Biosecurity Governance for the Real World

Current efforts to limit the dissemination of dual-use biological research results are rooted in simplistic understandings of how such knowledge becomes dangerous. It’s time for a new approach.

In 2011, controversy erupted over the publication of two peer-reviewed papers that discussed how to convert a deadly strain of influenza in birds (H5N1) to one that could be spread among mammals. How was this research allowed to happen? Was it actually dangerous? Much attention has been given to answering these questions and to considering how we might better address security concerns around biotechnology research more generally.

The H5N1 papers certainly do not mark the first time that worries have been raised about how to prevent scientific research from threatening our security. In the 10 years leading up to these publications, for example, no fewer than four reports came out of the National Research Council about science and security. Those reports, in turn, built on other efforts to govern security concerns in science since the world wars. These efforts continue today as yet another National Academies’ committee, on “Dual Use Research of Concern: Options for Future Management,” considers recommendations to control sensitive pieces of scientific studies, with attendant new procedures for how those sensitive findings would be stored and for vetting who would have access to them.

But before creating another—likely very costly—system to govern security concerns, we ought to consider the validity of the foundation on which this whole form of governance is based. Our current system builds on assumptions about the structure of knowledge and the relationship between science and the state that do not match up with actual practice. By continuing to be guided by such assumptions, we risk overplaying some concerns and expending unnecessary resources and anxiety for marginal returns on security, while missing an opportunity to enhance security in other ways.

> _Tasks to complete_
1. In the biosecurity governance article, how many National Research Council reports on science and security came out in the 10 years before the H5N1 papers were published?
2. According to the biosecurity governance article, why should the foundation of current security governance be questioned before another system is built? Answer in one to three sentences.
3. Rewrite the paragraph of the biosecurity governance article beginning "The H5N1 papers certainly do not mark" as a short bulleted list, keeping its main facts.

> _Study material_
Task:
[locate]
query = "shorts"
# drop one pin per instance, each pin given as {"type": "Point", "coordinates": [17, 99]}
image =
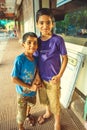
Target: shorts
{"type": "Point", "coordinates": [50, 95]}
{"type": "Point", "coordinates": [22, 103]}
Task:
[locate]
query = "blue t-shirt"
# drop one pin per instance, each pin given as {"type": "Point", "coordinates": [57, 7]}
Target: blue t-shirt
{"type": "Point", "coordinates": [24, 69]}
{"type": "Point", "coordinates": [49, 53]}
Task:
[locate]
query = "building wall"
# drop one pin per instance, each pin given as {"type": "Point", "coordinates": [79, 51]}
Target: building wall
{"type": "Point", "coordinates": [28, 14]}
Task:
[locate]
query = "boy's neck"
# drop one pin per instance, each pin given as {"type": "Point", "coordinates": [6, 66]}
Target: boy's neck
{"type": "Point", "coordinates": [46, 37]}
{"type": "Point", "coordinates": [29, 56]}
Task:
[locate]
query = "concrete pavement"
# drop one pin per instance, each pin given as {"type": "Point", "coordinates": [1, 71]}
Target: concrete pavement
{"type": "Point", "coordinates": [8, 98]}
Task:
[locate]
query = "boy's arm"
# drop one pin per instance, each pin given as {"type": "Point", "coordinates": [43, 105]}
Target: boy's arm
{"type": "Point", "coordinates": [63, 65]}
{"type": "Point", "coordinates": [37, 79]}
{"type": "Point", "coordinates": [62, 69]}
{"type": "Point", "coordinates": [21, 83]}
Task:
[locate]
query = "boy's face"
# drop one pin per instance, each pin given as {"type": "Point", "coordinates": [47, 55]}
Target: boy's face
{"type": "Point", "coordinates": [30, 45]}
{"type": "Point", "coordinates": [45, 25]}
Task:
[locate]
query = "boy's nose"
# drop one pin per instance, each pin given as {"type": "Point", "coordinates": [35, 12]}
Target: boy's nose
{"type": "Point", "coordinates": [44, 25]}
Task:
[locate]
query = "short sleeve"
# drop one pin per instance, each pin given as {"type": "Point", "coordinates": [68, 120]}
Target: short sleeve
{"type": "Point", "coordinates": [16, 68]}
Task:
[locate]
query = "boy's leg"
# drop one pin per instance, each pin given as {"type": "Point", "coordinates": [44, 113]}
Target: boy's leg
{"type": "Point", "coordinates": [57, 122]}
{"type": "Point", "coordinates": [47, 113]}
{"type": "Point", "coordinates": [53, 93]}
{"type": "Point", "coordinates": [21, 114]}
{"type": "Point", "coordinates": [20, 126]}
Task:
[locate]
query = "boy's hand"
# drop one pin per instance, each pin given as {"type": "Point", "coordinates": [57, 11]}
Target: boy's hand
{"type": "Point", "coordinates": [33, 87]}
{"type": "Point", "coordinates": [55, 79]}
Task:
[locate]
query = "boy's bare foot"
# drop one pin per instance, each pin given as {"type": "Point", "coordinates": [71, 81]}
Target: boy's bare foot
{"type": "Point", "coordinates": [43, 118]}
{"type": "Point", "coordinates": [57, 127]}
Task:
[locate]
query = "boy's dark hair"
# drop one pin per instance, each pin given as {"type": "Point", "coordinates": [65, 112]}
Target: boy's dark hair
{"type": "Point", "coordinates": [44, 11]}
{"type": "Point", "coordinates": [26, 35]}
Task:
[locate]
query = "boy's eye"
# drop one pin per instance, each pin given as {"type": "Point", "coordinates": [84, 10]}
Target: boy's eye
{"type": "Point", "coordinates": [41, 23]}
{"type": "Point", "coordinates": [28, 43]}
{"type": "Point", "coordinates": [35, 43]}
{"type": "Point", "coordinates": [47, 22]}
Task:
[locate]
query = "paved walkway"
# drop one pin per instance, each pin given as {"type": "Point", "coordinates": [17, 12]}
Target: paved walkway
{"type": "Point", "coordinates": [8, 98]}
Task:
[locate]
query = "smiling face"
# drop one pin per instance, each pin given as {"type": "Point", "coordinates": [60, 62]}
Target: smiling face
{"type": "Point", "coordinates": [45, 25]}
{"type": "Point", "coordinates": [30, 45]}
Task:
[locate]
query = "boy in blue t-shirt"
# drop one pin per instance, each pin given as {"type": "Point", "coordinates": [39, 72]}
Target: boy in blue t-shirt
{"type": "Point", "coordinates": [22, 75]}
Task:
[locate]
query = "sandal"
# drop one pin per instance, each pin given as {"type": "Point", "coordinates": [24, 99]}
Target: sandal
{"type": "Point", "coordinates": [42, 119]}
{"type": "Point", "coordinates": [30, 118]}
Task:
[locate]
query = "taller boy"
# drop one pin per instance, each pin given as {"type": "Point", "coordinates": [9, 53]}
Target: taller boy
{"type": "Point", "coordinates": [51, 69]}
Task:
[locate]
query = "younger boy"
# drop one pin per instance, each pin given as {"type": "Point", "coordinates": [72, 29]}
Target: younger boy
{"type": "Point", "coordinates": [23, 74]}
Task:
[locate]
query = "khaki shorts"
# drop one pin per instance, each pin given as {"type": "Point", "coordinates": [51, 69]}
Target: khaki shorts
{"type": "Point", "coordinates": [22, 103]}
{"type": "Point", "coordinates": [50, 95]}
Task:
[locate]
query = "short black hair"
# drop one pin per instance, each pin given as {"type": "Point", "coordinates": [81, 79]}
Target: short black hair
{"type": "Point", "coordinates": [26, 35]}
{"type": "Point", "coordinates": [44, 11]}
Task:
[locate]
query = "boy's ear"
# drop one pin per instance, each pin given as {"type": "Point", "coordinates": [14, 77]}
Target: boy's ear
{"type": "Point", "coordinates": [22, 44]}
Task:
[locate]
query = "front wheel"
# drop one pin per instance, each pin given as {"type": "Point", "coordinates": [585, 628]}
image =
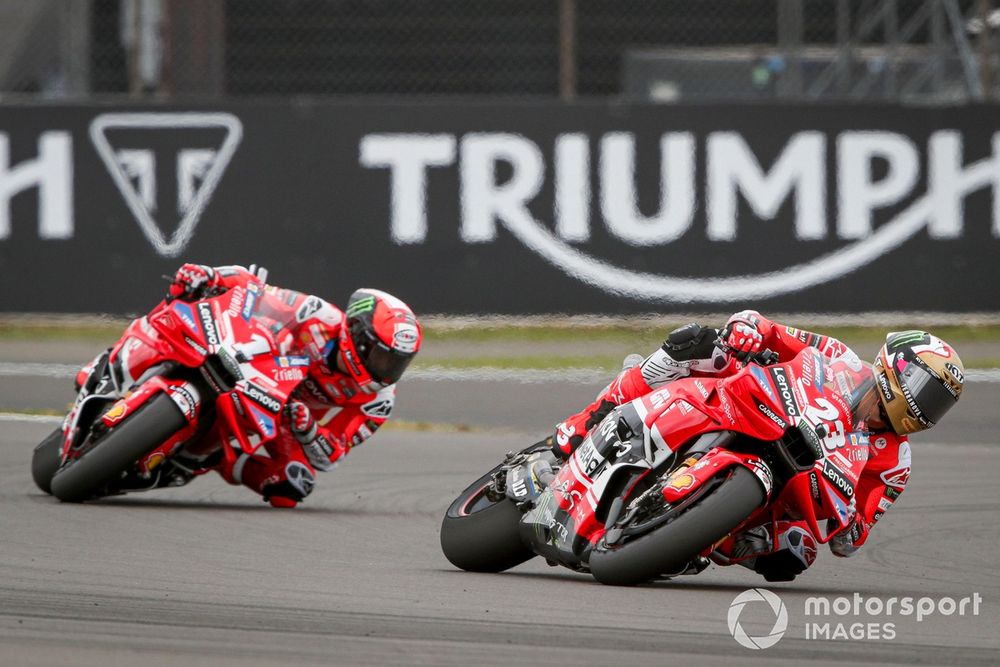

> _Response list_
1. No fewer than four.

2. The current system rests on assumptions about how knowledge is structured and how science relates to the state, and those assumptions do not match actual practice. If they keep guiding policy, we risk overplaying some concerns and spending unneeded resources and anxiety for little security gain. We could also miss chances to improve security in other ways.

3.
- The H5N1 papers were not the first time people worried about scientific research threatening security.
- In the 10 years before those papers, the National Research Council released at least four reports on science and security.
- Those reports built on earlier efforts, going back to the world wars, to govern security concerns in science.
- Today another National Academies' committee, on "Dual Use Research of Concern: Options for Future Management," is weighing recommendations to control sensitive parts of scientific studies.
- These recommendations include new procedures for storing sensitive findings and for vetting who can access them.